#### [Supplied material]
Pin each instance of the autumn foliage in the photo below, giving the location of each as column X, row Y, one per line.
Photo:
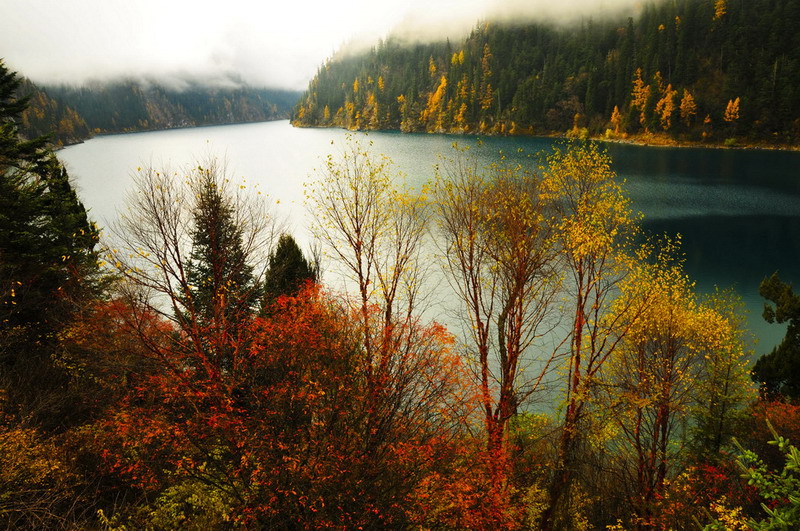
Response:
column 215, row 382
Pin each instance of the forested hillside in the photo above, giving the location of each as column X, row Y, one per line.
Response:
column 74, row 113
column 684, row 69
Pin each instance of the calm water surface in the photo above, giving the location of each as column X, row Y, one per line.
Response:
column 738, row 211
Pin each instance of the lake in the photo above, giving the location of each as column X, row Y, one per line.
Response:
column 738, row 210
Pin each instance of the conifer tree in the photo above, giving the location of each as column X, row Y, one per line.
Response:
column 224, row 292
column 288, row 271
column 779, row 371
column 47, row 263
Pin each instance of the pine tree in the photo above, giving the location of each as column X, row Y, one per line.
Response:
column 47, row 264
column 224, row 292
column 288, row 271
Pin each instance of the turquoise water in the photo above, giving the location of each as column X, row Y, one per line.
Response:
column 738, row 211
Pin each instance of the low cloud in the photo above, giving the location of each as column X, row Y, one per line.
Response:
column 268, row 44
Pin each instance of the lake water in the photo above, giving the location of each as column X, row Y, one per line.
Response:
column 738, row 211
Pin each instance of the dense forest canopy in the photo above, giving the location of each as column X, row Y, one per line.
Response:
column 686, row 69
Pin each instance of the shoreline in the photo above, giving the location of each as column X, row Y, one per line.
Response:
column 649, row 140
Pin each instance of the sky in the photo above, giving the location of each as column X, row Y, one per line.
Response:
column 269, row 43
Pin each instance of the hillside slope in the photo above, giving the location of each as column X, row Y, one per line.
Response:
column 685, row 69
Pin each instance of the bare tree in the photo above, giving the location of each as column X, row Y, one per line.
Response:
column 595, row 235
column 501, row 262
column 375, row 232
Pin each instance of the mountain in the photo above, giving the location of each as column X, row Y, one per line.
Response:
column 694, row 70
column 71, row 114
column 48, row 116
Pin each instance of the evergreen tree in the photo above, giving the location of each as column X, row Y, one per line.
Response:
column 224, row 291
column 47, row 264
column 288, row 271
column 779, row 371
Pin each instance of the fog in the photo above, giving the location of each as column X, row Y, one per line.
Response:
column 268, row 44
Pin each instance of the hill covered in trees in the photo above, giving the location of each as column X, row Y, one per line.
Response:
column 72, row 114
column 693, row 70
column 192, row 371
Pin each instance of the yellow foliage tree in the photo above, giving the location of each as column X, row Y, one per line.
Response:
column 616, row 120
column 720, row 8
column 665, row 107
column 688, row 108
column 731, row 111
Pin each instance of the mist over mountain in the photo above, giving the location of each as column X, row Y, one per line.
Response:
column 693, row 70
column 73, row 113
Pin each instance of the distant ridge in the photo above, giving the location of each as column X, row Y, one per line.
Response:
column 684, row 70
column 72, row 114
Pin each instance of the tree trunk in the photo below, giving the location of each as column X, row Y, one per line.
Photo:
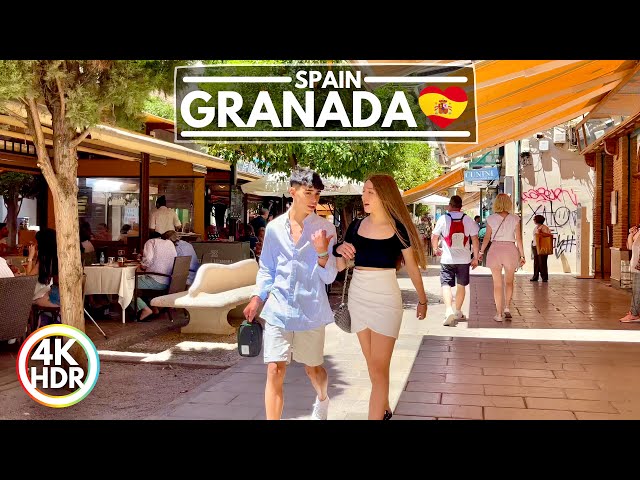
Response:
column 12, row 219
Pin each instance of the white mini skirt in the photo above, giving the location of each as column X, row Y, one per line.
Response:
column 375, row 302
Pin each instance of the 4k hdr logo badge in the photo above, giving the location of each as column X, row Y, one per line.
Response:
column 443, row 108
column 55, row 367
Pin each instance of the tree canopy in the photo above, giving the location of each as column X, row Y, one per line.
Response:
column 57, row 101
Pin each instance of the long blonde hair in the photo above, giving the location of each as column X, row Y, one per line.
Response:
column 387, row 189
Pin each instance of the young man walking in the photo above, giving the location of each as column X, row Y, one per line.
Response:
column 455, row 228
column 295, row 266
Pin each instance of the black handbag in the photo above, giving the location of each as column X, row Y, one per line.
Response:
column 250, row 338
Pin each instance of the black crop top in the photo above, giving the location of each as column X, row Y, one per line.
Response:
column 376, row 253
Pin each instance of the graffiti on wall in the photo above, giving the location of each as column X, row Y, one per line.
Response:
column 544, row 195
column 562, row 221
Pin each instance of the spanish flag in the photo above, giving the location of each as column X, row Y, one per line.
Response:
column 443, row 107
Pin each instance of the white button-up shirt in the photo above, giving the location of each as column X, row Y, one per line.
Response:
column 5, row 271
column 185, row 249
column 291, row 278
column 164, row 219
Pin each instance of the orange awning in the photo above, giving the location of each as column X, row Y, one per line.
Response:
column 434, row 186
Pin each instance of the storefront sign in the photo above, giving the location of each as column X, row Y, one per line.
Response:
column 481, row 175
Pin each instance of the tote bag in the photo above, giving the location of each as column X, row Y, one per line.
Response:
column 545, row 243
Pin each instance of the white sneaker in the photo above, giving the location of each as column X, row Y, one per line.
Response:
column 449, row 318
column 320, row 409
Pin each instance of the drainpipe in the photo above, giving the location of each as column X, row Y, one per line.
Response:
column 602, row 218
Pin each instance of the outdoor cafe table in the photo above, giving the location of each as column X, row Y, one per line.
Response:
column 108, row 279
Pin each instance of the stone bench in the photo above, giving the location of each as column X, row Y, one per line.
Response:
column 218, row 292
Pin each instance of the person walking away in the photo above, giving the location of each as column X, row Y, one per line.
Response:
column 260, row 221
column 633, row 244
column 379, row 245
column 503, row 229
column 540, row 267
column 450, row 242
column 295, row 267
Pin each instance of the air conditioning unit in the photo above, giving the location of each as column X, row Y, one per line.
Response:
column 573, row 139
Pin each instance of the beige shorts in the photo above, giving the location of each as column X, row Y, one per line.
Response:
column 306, row 347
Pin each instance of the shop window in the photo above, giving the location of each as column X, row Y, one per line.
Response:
column 110, row 202
column 179, row 195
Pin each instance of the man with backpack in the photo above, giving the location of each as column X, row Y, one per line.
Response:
column 456, row 230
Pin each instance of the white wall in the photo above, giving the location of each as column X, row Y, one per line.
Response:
column 558, row 181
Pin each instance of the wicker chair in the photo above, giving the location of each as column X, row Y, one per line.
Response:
column 16, row 295
column 178, row 277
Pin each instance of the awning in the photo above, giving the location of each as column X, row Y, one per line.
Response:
column 434, row 200
column 277, row 185
column 516, row 98
column 434, row 186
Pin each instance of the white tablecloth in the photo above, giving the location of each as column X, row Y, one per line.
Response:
column 111, row 280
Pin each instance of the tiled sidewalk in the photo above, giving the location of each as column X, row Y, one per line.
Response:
column 531, row 369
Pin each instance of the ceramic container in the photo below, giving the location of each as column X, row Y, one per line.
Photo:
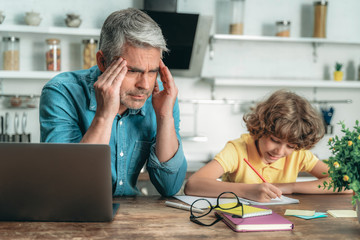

#### [Exercise directions]
Convert the items from the line with "Pin each instance of the stone" up to and including the line with "column 295, row 267" into a Markdown table with two columns, No. and Text. Put a row number under No. and each line under Text, and skip any blank lines.

#### [Written answer]
| No. | Text |
|---|---|
| 1 | Pin each instance of the stone bench in the photo above, giving the location of each as column X, row Y, one per line. |
| 2 | Response: |
| 3 | column 218, row 292 |
| 4 | Pin each instance of the person walking away in the photo above, giving the location of each as column X, row Y, one per line. |
| 5 | Response: |
| 6 | column 260, row 221 |
| 7 | column 633, row 244 |
| 8 | column 379, row 245 |
| 9 | column 503, row 229 |
| 10 | column 540, row 267 |
| 11 | column 450, row 242 |
| 12 | column 295, row 267 |